In the text about Provectus and PV-10, which countries are the regional license transactions Peter is working on this week for?

- READING TEXT:
--------------------------------
Although disbelief in or lack of trust in management mostly results from self-inflicted wounds, these wounds are far from fatal, and there should be no doubt about the immense value management has created in its innovation of PV-10.
Simple, angelic or divine regulatory clarity will transform disbelief in both management and PV-10 overnight.
Peter is in New York this week working with various parties regarding regional license transactions in India, China and Japan, as well as having follow-up meetings with shareholders, analysts and Big Pharma.
Peter has had and will have meetings with Pfizer and Pfizer-related people. Eric is NYC on Friday to join Peter in Pfizer-related, and perhaps Pfizer, meetings. It is unintelligent to think Pfizer is not interested in PV-10 and Provectus. I think more pertinent questions are when, under what circumstances and for how much Pfizer will buy, rather than why or for what reason.
Pfizer's M&A strategy [subscription to The WSJ is required to access the preceding link] is more likely to comprise "biotech bolt-ons and small tie-ups" (like acquiring Provectus) rather than "megamergers" or the ilk (like acquiring Celgene).
--------------------------------
- EXTRACTED ENTRIES:
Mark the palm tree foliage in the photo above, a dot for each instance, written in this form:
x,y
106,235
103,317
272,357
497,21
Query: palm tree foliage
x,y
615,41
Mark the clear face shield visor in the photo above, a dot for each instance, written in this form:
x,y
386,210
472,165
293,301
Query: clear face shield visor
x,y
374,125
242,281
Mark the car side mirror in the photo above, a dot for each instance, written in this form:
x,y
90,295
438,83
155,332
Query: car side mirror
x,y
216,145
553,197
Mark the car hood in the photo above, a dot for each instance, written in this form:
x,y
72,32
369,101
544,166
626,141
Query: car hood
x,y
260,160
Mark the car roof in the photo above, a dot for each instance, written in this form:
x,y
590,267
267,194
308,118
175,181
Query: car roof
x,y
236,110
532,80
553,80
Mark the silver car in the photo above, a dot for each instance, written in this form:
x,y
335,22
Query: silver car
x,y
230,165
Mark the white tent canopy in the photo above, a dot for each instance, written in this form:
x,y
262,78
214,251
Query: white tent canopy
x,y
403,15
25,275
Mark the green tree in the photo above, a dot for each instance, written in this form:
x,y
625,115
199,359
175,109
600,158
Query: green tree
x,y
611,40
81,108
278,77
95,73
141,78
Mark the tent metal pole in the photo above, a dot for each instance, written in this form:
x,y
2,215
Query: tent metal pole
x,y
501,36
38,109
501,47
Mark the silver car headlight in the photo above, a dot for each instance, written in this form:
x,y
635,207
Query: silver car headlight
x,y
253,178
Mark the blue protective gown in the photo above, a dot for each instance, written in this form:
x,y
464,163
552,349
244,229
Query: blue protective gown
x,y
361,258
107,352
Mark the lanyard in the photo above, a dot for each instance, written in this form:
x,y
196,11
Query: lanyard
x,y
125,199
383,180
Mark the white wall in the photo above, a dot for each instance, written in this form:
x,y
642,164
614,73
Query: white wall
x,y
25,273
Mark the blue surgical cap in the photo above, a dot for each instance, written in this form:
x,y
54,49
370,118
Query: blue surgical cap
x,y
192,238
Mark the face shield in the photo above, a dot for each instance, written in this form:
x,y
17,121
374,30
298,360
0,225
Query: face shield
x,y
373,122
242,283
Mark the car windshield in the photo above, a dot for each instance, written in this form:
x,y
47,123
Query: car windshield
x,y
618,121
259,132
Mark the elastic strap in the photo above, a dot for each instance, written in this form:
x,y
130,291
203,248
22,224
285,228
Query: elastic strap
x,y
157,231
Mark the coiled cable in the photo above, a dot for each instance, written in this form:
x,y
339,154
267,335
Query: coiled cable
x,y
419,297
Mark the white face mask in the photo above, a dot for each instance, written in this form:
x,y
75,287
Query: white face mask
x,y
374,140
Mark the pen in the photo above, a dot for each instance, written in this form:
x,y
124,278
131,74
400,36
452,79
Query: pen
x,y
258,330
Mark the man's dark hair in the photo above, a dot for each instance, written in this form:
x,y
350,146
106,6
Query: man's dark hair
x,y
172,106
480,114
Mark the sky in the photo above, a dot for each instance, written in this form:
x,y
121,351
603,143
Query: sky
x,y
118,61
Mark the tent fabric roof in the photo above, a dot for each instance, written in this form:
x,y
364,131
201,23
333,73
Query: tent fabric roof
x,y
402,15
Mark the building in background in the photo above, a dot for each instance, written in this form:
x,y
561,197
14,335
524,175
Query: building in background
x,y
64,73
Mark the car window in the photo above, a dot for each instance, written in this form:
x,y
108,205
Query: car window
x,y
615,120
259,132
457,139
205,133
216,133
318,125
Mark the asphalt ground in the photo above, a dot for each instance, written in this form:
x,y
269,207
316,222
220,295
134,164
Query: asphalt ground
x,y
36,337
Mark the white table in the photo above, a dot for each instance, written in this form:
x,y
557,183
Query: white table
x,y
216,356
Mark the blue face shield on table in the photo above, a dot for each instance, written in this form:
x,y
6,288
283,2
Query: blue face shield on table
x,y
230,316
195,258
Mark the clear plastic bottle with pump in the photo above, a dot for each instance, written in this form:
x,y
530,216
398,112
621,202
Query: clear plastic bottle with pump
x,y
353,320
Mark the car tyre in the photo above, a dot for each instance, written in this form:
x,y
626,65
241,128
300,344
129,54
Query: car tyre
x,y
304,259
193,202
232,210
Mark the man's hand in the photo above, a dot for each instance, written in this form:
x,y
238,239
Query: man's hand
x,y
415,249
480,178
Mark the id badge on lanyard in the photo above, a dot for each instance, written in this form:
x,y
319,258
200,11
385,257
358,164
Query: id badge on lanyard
--------------------------------
- WRITTEN ANSWER: India, China and Japan.